Peux-tu mettre sous forme de liste JSON de chaînes, une chaîne par ligne et sans les lignes vides, la partie du matériel ci-dessous qui va de son début jusqu'à la ligne contenant "171), (163, 155)]", celle-ci comprise ? Laisse les images hors de ta réponse.

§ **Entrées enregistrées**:
◆ ◆ ◆ ◆ ◆
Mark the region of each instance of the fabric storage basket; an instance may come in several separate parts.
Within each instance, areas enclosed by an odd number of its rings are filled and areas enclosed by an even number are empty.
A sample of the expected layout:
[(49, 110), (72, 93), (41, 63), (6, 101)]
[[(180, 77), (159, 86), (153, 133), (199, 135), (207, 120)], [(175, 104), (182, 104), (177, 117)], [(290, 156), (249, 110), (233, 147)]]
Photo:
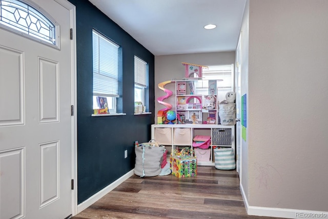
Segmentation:
[(201, 148), (195, 148), (195, 156), (197, 157), (197, 161), (210, 161), (211, 158), (211, 148), (208, 149), (202, 149)]
[(191, 129), (189, 128), (173, 129), (173, 144), (190, 145), (191, 144)]
[(212, 145), (231, 145), (231, 129), (214, 128), (212, 138)]
[(235, 154), (231, 148), (214, 149), (215, 168), (219, 170), (236, 169)]
[(166, 150), (164, 146), (150, 145), (134, 147), (135, 152), (135, 165), (134, 174), (143, 176), (158, 175), (161, 171), (163, 155)]
[(171, 128), (156, 128), (155, 129), (155, 140), (162, 145), (172, 144), (172, 133)]
[(219, 104), (219, 116), (221, 125), (235, 125), (236, 104)]

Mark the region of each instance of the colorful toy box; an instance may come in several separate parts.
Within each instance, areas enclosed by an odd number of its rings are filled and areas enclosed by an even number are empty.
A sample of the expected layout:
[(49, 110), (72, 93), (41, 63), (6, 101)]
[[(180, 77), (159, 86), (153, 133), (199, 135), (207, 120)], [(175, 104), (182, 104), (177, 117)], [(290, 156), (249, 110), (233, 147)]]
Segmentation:
[(171, 156), (170, 168), (172, 175), (179, 178), (195, 176), (197, 175), (197, 158), (193, 156), (181, 158)]

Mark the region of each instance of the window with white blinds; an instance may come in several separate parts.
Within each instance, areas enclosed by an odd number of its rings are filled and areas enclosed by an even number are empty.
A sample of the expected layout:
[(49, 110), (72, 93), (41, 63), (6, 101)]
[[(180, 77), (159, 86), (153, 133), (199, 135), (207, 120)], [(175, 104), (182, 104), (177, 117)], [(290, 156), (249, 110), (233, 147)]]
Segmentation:
[(148, 87), (148, 64), (134, 56), (134, 102), (141, 102), (145, 106), (145, 89)]
[(147, 87), (147, 63), (134, 56), (134, 84)]
[(209, 81), (216, 81), (217, 97), (219, 102), (225, 99), (225, 94), (233, 90), (234, 65), (208, 66), (202, 69), (202, 80), (195, 83), (197, 93), (208, 95)]
[(92, 31), (93, 95), (118, 97), (119, 46)]

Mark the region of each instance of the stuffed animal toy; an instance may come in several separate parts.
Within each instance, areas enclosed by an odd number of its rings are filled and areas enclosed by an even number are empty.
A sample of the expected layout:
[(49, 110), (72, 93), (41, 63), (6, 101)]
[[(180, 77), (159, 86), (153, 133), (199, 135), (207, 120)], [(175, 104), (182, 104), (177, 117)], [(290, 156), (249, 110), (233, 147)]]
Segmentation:
[(228, 104), (233, 104), (236, 100), (236, 93), (233, 91), (229, 91), (225, 94), (225, 99)]
[(206, 96), (204, 108), (208, 110), (215, 109), (215, 96)]

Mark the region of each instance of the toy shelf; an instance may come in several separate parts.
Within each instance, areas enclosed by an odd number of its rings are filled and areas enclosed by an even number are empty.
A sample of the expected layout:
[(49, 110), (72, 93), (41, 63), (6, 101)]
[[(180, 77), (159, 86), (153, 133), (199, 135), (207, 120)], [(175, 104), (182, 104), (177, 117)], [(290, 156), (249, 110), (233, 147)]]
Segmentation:
[(168, 159), (172, 151), (179, 148), (193, 147), (194, 137), (197, 135), (211, 136), (211, 144), (207, 149), (197, 149), (198, 151), (209, 154), (208, 161), (197, 158), (198, 165), (214, 166), (214, 148), (232, 148), (235, 151), (235, 126), (221, 125), (202, 124), (153, 124), (151, 126), (151, 138), (165, 146), (168, 149)]

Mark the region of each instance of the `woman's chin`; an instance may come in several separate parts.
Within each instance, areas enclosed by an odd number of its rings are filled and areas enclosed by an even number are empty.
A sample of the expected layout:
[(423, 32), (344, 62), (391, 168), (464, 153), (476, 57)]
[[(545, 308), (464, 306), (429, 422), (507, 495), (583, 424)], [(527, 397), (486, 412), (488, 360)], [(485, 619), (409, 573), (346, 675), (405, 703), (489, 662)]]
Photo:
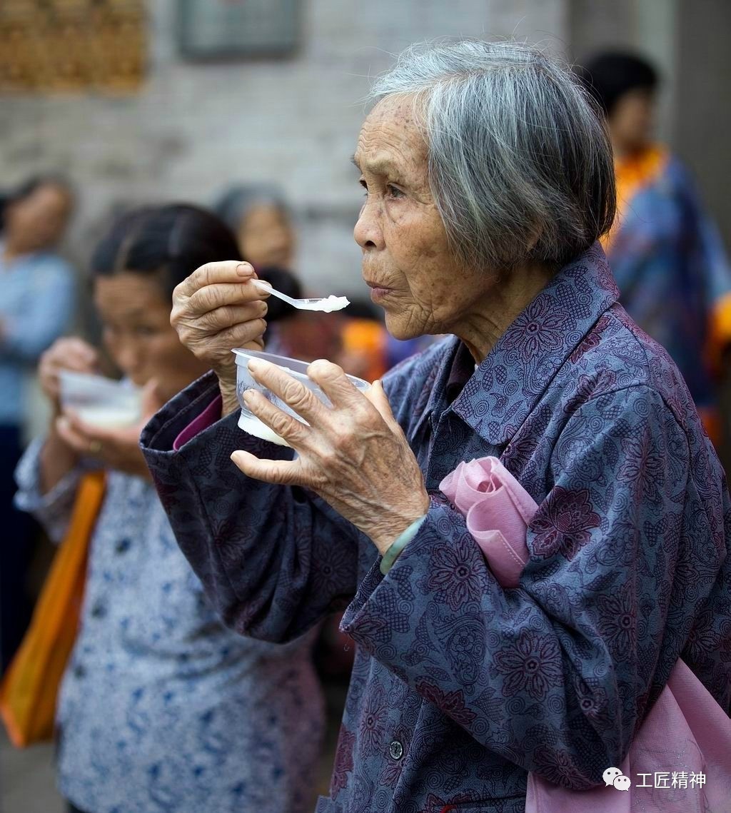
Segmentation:
[(426, 333), (423, 324), (404, 319), (402, 315), (389, 314), (388, 311), (385, 312), (385, 326), (391, 336), (401, 341), (418, 339)]

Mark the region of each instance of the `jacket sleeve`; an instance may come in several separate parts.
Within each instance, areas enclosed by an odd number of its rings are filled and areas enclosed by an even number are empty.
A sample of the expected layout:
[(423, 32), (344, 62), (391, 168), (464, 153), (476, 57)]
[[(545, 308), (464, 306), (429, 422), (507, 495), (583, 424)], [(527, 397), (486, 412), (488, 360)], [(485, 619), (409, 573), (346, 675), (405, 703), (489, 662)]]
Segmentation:
[(585, 402), (553, 449), (517, 588), (500, 587), (437, 494), (388, 575), (376, 563), (362, 582), (344, 630), (486, 747), (555, 783), (599, 784), (724, 555), (720, 464), (690, 450), (651, 389)]
[(194, 382), (145, 428), (142, 451), (178, 544), (224, 623), (289, 641), (352, 598), (359, 532), (310, 492), (243, 475), (233, 450), (272, 459), (292, 450), (239, 429), (237, 414), (172, 450), (218, 395), (212, 373)]

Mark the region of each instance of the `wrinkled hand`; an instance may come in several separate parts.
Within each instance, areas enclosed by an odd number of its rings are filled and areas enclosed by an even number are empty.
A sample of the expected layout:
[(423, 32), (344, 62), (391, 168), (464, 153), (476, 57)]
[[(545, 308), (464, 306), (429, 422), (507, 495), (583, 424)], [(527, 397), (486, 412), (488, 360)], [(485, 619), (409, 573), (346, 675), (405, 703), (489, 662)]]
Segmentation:
[(54, 415), (61, 412), (59, 372), (61, 370), (72, 370), (75, 372), (98, 373), (98, 362), (99, 356), (96, 350), (76, 337), (56, 339), (41, 356), (38, 380), (43, 393), (51, 403)]
[(311, 489), (385, 553), (423, 516), (429, 500), (419, 463), (396, 422), (380, 381), (368, 397), (329, 361), (313, 362), (307, 375), (333, 402), (329, 407), (273, 364), (254, 359), (249, 369), (307, 421), (309, 426), (247, 390), (249, 409), (298, 453), (294, 460), (260, 460), (246, 451), (231, 459), (250, 477)]
[(237, 408), (234, 347), (263, 348), (269, 294), (250, 284), (248, 263), (201, 266), (173, 291), (170, 322), (181, 341), (218, 376), (224, 413)]
[(100, 428), (81, 420), (72, 411), (64, 411), (56, 419), (54, 428), (58, 437), (79, 457), (93, 458), (109, 468), (151, 480), (140, 450), (140, 433), (163, 403), (156, 382), (150, 381), (142, 391), (143, 418), (135, 426)]

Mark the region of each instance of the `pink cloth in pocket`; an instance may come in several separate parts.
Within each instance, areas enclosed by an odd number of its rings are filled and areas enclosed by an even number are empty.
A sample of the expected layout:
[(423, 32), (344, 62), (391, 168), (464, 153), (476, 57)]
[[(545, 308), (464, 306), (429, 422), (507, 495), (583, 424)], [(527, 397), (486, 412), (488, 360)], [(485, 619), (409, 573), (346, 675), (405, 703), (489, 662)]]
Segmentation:
[[(459, 463), (439, 488), (465, 517), (500, 585), (517, 587), (530, 556), (526, 533), (538, 508), (535, 501), (495, 457)], [(629, 789), (610, 785), (569, 790), (529, 773), (526, 813), (731, 811), (731, 720), (679, 659), (624, 761), (607, 767), (628, 776)], [(673, 773), (685, 777), (687, 787), (673, 788)], [(655, 787), (655, 774), (668, 787)], [(704, 776), (702, 786), (691, 786), (693, 774)]]

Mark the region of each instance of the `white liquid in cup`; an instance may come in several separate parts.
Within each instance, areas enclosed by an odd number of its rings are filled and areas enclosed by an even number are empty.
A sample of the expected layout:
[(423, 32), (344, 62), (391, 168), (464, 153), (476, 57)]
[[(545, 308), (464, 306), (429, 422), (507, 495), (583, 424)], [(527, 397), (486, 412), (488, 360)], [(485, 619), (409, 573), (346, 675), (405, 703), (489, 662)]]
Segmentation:
[(289, 446), (281, 435), (277, 435), (259, 418), (255, 418), (253, 415), (246, 415), (243, 410), (238, 419), (238, 426), (240, 429), (243, 429), (244, 432), (247, 432), (250, 435), (254, 435), (255, 437), (259, 437), (263, 441), (269, 441), (272, 443), (276, 443), (278, 446)]
[(72, 409), (85, 424), (100, 429), (121, 429), (133, 426), (140, 420), (138, 410), (114, 404), (72, 406)]

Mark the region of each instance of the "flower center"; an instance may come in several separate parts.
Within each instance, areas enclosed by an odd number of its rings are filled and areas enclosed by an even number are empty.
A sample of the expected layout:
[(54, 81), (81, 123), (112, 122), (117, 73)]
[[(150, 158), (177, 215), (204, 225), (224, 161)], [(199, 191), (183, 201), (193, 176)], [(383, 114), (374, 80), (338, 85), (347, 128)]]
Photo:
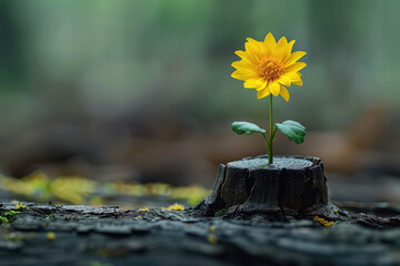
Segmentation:
[(280, 63), (268, 60), (261, 64), (259, 73), (267, 80), (276, 80), (283, 73), (283, 68)]

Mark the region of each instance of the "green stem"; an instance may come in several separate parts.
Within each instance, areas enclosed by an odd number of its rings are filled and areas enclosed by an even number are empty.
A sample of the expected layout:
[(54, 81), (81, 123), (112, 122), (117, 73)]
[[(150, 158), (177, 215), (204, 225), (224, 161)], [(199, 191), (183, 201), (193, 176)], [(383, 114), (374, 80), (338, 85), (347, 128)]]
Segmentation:
[(273, 120), (272, 120), (272, 94), (271, 94), (270, 95), (270, 140), (268, 143), (268, 164), (273, 163), (272, 142), (273, 142)]

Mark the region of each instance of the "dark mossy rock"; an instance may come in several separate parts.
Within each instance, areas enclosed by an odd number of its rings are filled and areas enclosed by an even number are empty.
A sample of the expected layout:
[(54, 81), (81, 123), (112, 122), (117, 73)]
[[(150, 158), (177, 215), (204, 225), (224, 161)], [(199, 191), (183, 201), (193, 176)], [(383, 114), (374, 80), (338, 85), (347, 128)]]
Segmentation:
[(221, 164), (213, 192), (194, 212), (199, 216), (270, 221), (338, 217), (328, 200), (323, 164), (317, 157), (266, 155)]

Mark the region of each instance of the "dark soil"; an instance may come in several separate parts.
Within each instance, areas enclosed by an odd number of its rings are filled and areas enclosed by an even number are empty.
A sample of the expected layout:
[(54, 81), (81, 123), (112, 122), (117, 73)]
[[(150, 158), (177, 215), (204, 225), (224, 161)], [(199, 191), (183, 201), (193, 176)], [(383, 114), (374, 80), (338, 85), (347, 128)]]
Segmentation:
[(350, 204), (370, 214), (324, 228), (310, 219), (194, 217), (192, 208), (26, 204), (0, 204), (1, 214), (20, 212), (0, 227), (0, 266), (400, 265), (400, 211), (390, 205)]

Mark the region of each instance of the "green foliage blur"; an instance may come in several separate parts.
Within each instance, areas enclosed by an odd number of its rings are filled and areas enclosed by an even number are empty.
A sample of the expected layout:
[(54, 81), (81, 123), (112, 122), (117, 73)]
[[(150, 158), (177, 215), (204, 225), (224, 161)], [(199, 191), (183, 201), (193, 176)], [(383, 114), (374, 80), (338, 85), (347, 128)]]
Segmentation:
[(262, 40), (269, 31), (296, 39), (294, 50), (308, 52), (304, 85), (290, 88), (289, 103), (276, 101), (278, 119), (332, 130), (371, 102), (398, 111), (396, 0), (9, 0), (1, 6), (2, 132), (27, 129), (53, 109), (73, 112), (76, 105), (107, 116), (166, 105), (199, 123), (267, 120), (268, 102), (231, 79), (230, 64), (247, 37)]

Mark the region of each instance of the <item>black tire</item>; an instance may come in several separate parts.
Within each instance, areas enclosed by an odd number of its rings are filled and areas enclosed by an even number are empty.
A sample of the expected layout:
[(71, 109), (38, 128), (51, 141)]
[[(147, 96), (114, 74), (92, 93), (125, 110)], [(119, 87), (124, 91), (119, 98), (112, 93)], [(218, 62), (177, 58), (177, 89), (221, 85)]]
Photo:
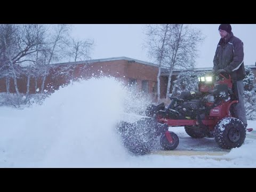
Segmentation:
[(195, 132), (195, 130), (193, 130), (193, 128), (192, 126), (185, 126), (185, 131), (187, 133), (187, 134), (188, 134), (191, 137), (193, 137), (193, 138), (201, 139), (205, 137), (205, 134), (204, 133), (198, 133)]
[(157, 122), (153, 118), (143, 118), (134, 123), (121, 122), (119, 133), (124, 146), (132, 154), (146, 155), (155, 144)]
[(218, 122), (213, 132), (214, 139), (223, 149), (241, 147), (244, 142), (246, 130), (243, 122), (234, 117), (225, 117)]
[(180, 142), (179, 137), (176, 134), (171, 131), (169, 131), (169, 132), (173, 139), (173, 142), (170, 143), (169, 141), (168, 141), (165, 133), (163, 134), (160, 138), (160, 145), (162, 148), (166, 150), (171, 150), (176, 149)]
◆ ◆ ◆ ◆ ◆
§ **Corrigé de l'exercice**:
[
  "Mark the region of each instance of the fabric storage basket; an instance may come in several separate parts.",
  "Within each instance, areas enclosed by an odd number of its rings are filled and areas enclosed by an even number are empty.",
  "A sample of the expected layout:",
  "[(49, 110), (72, 93), (41, 63), (6, 101)]",
  "[[(180, 77), (159, 86), (153, 133), (199, 135), (207, 120)], [(175, 104), (182, 104), (177, 117)], [(290, 156), (249, 110), (233, 147)]]",
  "Photo:",
  "Segmentation:",
  "[(201, 148), (195, 148), (195, 156), (197, 157), (197, 161), (210, 161), (211, 158), (211, 148), (208, 149), (202, 149)]",
  "[(191, 129), (189, 128), (173, 129), (173, 144), (190, 145), (191, 144)]",
  "[(212, 145), (231, 145), (231, 129), (214, 128), (212, 138)]",
  "[(235, 154), (231, 148), (214, 149), (215, 168), (219, 170), (236, 169)]",
  "[(166, 150), (164, 146), (150, 145), (134, 147), (135, 152), (135, 165), (134, 174), (143, 176), (158, 175), (161, 171), (163, 155)]"
]